> [TASK PROMPT] The data must be copied over exactly and in full.

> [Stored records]
[Start of section]
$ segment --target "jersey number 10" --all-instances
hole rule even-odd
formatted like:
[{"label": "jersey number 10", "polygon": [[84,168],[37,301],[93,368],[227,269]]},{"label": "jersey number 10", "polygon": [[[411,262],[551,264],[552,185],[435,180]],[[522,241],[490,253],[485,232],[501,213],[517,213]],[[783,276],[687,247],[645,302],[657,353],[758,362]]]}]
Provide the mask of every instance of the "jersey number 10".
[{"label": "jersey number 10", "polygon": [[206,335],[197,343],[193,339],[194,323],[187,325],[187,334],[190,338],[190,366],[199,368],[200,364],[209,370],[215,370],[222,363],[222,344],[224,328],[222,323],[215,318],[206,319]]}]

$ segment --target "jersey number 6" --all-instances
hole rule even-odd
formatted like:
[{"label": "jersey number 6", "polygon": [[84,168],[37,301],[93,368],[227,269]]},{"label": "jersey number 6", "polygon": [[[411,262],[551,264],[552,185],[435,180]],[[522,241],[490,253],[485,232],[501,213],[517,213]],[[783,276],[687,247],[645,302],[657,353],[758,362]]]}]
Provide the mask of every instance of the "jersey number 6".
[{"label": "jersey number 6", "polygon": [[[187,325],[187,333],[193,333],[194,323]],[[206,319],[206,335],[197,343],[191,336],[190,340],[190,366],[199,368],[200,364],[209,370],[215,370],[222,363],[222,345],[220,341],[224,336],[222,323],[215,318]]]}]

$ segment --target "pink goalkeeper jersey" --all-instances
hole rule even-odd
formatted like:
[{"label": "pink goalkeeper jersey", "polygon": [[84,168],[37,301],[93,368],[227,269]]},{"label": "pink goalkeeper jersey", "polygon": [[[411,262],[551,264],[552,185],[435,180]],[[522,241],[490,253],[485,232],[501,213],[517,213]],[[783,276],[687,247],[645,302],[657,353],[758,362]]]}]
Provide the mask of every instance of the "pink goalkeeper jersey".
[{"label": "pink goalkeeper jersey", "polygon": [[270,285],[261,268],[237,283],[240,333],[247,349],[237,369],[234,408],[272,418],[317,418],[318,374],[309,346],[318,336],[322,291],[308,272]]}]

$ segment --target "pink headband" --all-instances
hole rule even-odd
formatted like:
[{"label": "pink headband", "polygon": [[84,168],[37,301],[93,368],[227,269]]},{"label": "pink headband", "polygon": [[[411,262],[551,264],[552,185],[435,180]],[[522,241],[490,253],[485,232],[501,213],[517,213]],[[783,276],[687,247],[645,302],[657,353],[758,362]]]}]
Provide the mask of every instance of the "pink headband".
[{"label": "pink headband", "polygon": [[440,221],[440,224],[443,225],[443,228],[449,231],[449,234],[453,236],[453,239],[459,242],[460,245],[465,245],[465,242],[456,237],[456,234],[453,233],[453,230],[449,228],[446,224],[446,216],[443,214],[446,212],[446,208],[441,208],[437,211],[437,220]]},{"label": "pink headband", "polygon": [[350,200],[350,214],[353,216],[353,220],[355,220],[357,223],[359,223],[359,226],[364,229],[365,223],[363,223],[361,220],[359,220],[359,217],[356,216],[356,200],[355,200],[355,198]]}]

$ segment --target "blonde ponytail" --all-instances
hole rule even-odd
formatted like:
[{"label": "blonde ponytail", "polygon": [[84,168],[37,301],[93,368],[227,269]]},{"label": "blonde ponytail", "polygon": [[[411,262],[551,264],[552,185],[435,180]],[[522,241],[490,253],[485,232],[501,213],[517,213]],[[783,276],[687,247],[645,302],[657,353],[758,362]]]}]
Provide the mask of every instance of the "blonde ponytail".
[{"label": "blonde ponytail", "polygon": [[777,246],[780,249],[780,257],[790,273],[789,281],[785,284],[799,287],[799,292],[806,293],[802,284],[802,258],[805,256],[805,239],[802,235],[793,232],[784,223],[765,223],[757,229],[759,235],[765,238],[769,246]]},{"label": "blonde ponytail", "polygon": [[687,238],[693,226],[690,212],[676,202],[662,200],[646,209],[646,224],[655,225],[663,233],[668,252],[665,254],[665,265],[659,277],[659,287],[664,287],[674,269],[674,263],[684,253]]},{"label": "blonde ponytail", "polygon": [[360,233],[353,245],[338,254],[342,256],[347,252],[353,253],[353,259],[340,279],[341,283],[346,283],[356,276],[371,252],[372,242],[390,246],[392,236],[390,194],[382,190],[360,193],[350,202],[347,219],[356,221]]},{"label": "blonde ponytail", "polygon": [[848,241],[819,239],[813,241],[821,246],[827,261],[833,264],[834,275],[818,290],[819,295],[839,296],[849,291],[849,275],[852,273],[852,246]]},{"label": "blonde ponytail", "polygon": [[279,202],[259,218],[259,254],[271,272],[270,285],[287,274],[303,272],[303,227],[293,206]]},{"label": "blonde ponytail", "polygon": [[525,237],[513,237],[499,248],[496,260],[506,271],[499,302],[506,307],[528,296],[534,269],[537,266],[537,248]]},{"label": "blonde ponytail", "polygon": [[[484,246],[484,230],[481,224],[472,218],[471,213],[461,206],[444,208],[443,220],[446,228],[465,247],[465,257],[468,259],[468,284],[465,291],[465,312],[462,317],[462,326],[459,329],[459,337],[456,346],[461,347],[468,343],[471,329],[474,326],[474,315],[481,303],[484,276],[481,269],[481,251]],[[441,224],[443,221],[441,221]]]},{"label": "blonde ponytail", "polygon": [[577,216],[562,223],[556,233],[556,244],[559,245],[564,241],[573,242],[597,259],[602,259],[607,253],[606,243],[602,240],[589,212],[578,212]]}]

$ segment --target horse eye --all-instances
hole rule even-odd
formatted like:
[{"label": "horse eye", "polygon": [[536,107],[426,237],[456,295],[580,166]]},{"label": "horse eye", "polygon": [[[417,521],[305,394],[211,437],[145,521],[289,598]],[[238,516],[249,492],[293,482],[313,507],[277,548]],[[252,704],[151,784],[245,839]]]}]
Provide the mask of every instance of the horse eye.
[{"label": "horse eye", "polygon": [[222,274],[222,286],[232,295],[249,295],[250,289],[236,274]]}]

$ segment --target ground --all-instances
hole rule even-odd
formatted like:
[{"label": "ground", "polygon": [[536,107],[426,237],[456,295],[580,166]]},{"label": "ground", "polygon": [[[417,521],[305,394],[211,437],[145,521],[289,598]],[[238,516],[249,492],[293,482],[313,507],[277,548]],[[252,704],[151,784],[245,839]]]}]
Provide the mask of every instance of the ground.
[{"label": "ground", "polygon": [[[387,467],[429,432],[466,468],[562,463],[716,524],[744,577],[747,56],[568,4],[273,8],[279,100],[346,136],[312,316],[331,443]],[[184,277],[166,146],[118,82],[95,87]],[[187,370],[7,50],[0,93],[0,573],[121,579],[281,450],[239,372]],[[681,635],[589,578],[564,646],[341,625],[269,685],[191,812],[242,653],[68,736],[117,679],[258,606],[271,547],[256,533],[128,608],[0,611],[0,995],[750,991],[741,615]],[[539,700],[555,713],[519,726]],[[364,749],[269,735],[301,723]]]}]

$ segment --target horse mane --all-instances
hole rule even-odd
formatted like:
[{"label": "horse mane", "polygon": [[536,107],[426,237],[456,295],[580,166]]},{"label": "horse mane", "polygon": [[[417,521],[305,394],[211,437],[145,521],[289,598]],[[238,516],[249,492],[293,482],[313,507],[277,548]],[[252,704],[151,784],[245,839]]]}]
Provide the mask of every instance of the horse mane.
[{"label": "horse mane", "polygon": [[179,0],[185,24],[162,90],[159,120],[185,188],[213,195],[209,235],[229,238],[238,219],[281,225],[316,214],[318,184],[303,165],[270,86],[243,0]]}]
[End of section]
> [SOLUTION FOR THIS EXERCISE]
$ segment --target "jersey number 10" --all-instances
hole rule even-odd
formatted like:
[{"label": "jersey number 10", "polygon": [[84,168],[37,301],[93,368],[227,269]]},{"label": "jersey number 10", "polygon": [[[411,262],[551,264],[552,185],[435,180]],[[522,241],[490,253],[485,232],[501,213],[517,213]],[[783,276],[687,247],[645,302],[657,353],[758,362]]]}]
Provide the mask of every instance of the "jersey number 10".
[{"label": "jersey number 10", "polygon": [[206,335],[197,343],[193,339],[194,323],[187,325],[187,334],[190,338],[190,366],[199,368],[200,364],[209,370],[215,370],[222,363],[222,344],[224,328],[222,323],[215,318],[206,319]]}]

$ segment --target "jersey number 6" --all-instances
hole rule even-odd
formatted like:
[{"label": "jersey number 6", "polygon": [[84,168],[37,301],[93,368],[227,269]]},{"label": "jersey number 6", "polygon": [[[411,262],[551,264],[552,185],[435,180]],[[522,241],[490,253],[485,232],[501,213],[517,213]],[[783,276],[687,247],[645,302],[657,353],[758,362]]]}]
Provide the mask of every instance of the "jersey number 6".
[{"label": "jersey number 6", "polygon": [[[187,325],[187,333],[193,333],[194,323]],[[206,319],[206,335],[197,343],[191,336],[190,340],[190,366],[199,368],[200,364],[209,370],[215,370],[222,363],[222,345],[220,341],[224,336],[222,323],[215,318]]]}]

$ segment --target "pink goalkeeper jersey" --all-instances
hole rule even-odd
formatted like:
[{"label": "pink goalkeeper jersey", "polygon": [[84,168],[37,301],[93,368],[227,269]]},{"label": "pink goalkeeper jersey", "polygon": [[[411,262],[551,264],[552,185],[435,180]],[[522,241],[490,253],[485,232],[501,213],[517,213]],[[783,276],[687,247],[645,302],[657,353],[758,362]]]}]
Provide the mask of every instance of the "pink goalkeeper jersey".
[{"label": "pink goalkeeper jersey", "polygon": [[270,285],[261,268],[237,283],[240,333],[247,349],[237,369],[234,408],[272,418],[317,418],[318,374],[309,346],[318,336],[322,291],[308,272]]}]

$ segment --target "pink headband" --all-instances
hole rule even-odd
formatted like:
[{"label": "pink headband", "polygon": [[84,168],[37,301],[93,368],[227,269]]},{"label": "pink headband", "polygon": [[[411,262],[551,264],[552,185],[435,180]],[[522,241],[490,253],[485,232],[501,213],[517,213]],[[783,276],[687,247],[645,302],[657,353],[758,362]]]}]
Provide the mask of every instance of the "pink headband".
[{"label": "pink headband", "polygon": [[440,221],[440,224],[443,225],[443,228],[449,231],[449,234],[453,236],[453,239],[459,242],[460,245],[465,245],[465,242],[456,237],[456,234],[453,233],[453,230],[449,228],[446,224],[446,216],[443,214],[446,212],[446,208],[441,208],[437,211],[437,220]]},{"label": "pink headband", "polygon": [[350,200],[350,214],[353,216],[353,220],[355,220],[357,223],[359,223],[359,226],[364,229],[365,223],[363,223],[361,220],[359,220],[359,217],[356,216],[356,200],[355,200],[355,198]]}]

$ segment --target "blonde ponytail" --all-instances
hole rule even-odd
formatted like:
[{"label": "blonde ponytail", "polygon": [[84,168],[37,301],[93,368],[227,269]]},{"label": "blonde ponytail", "polygon": [[[411,262],[551,264],[552,185],[435,180]],[[522,241],[490,253],[485,232],[501,213],[517,213]],[[783,276],[687,247],[645,302],[657,353],[758,362]]]}]
Provide the mask of every instance of the "blonde ponytail".
[{"label": "blonde ponytail", "polygon": [[777,246],[780,249],[780,257],[790,273],[789,281],[785,284],[799,287],[799,292],[806,293],[802,284],[802,258],[805,256],[805,239],[802,235],[793,232],[784,223],[765,223],[757,229],[759,235],[765,238],[769,246]]},{"label": "blonde ponytail", "polygon": [[687,238],[693,226],[690,212],[676,202],[662,200],[646,209],[646,224],[655,225],[663,233],[668,252],[665,254],[665,265],[659,277],[659,287],[664,287],[674,269],[674,263],[684,253]]},{"label": "blonde ponytail", "polygon": [[360,233],[353,245],[338,254],[342,256],[347,252],[353,253],[353,259],[340,279],[341,283],[346,283],[356,276],[371,252],[372,242],[390,246],[392,236],[390,194],[382,190],[360,193],[350,202],[347,219],[356,221]]},{"label": "blonde ponytail", "polygon": [[848,241],[819,239],[813,241],[821,246],[827,261],[833,264],[834,275],[818,290],[819,295],[839,296],[849,291],[849,275],[852,273],[852,246]]},{"label": "blonde ponytail", "polygon": [[279,202],[259,218],[259,254],[271,272],[270,285],[287,274],[303,272],[303,227],[293,206]]},{"label": "blonde ponytail", "polygon": [[525,237],[513,237],[499,248],[496,260],[506,271],[499,302],[506,307],[528,296],[534,269],[537,266],[537,248]]},{"label": "blonde ponytail", "polygon": [[[484,246],[484,230],[481,224],[472,218],[471,213],[461,206],[444,208],[443,220],[446,228],[465,247],[465,257],[468,259],[468,284],[465,291],[465,312],[462,317],[462,326],[459,329],[459,337],[456,346],[461,347],[468,343],[471,329],[474,326],[474,315],[481,303],[484,276],[481,269],[481,251]],[[441,224],[443,221],[441,221]]]},{"label": "blonde ponytail", "polygon": [[577,216],[562,223],[556,233],[556,244],[559,245],[564,241],[573,242],[597,259],[602,259],[607,253],[606,243],[602,240],[589,212],[578,212]]}]

$ segment --target horse eye --all-instances
hole rule even-odd
formatted like:
[{"label": "horse eye", "polygon": [[536,107],[426,237],[456,295],[580,166]]},{"label": "horse eye", "polygon": [[[417,521],[305,394],[211,437],[145,521],[289,598]],[[238,516],[249,492],[293,482],[313,507],[277,548]],[[252,704],[151,784],[245,839]]]}]
Provide the mask of every instance of the horse eye.
[{"label": "horse eye", "polygon": [[222,274],[222,286],[232,295],[249,295],[250,289],[236,274]]}]

$ segment --target ground --all-instances
hole rule even-odd
formatted like:
[{"label": "ground", "polygon": [[536,107],[426,237],[456,295],[580,166]]},{"label": "ground", "polygon": [[[417,521],[305,394],[211,437],[145,521],[289,598]],[[238,516],[249,492],[293,482],[313,507],[277,548]],[[252,704],[151,784],[245,839]]]}]
Provide the mask of every instance of the ground.
[{"label": "ground", "polygon": [[[387,467],[429,432],[466,468],[562,463],[716,524],[744,577],[747,56],[568,4],[273,8],[279,100],[346,136],[312,316],[331,443]],[[184,277],[166,146],[118,82],[95,87]],[[187,370],[7,50],[0,93],[0,573],[121,579],[281,450],[239,372]],[[681,635],[589,578],[564,646],[341,625],[269,685],[191,812],[242,653],[68,736],[117,679],[258,606],[271,547],[256,533],[128,608],[0,611],[0,995],[750,991],[741,615]],[[539,700],[555,713],[519,726]],[[364,749],[269,735],[301,723]]]}]

$ segment --target horse mane --all-instances
hole rule even-odd
formatted like:
[{"label": "horse mane", "polygon": [[536,107],[426,237],[456,295],[580,166]]},{"label": "horse mane", "polygon": [[[417,521],[305,394],[211,437],[145,521],[289,598]],[[238,516],[249,492],[293,482],[313,507],[277,548]],[[252,704],[151,784],[245,839]]]}]
Provide the mask of every instance of the horse mane.
[{"label": "horse mane", "polygon": [[179,0],[185,24],[162,90],[159,120],[185,188],[213,195],[209,235],[229,238],[238,219],[281,225],[316,214],[318,184],[303,165],[270,86],[243,0]]}]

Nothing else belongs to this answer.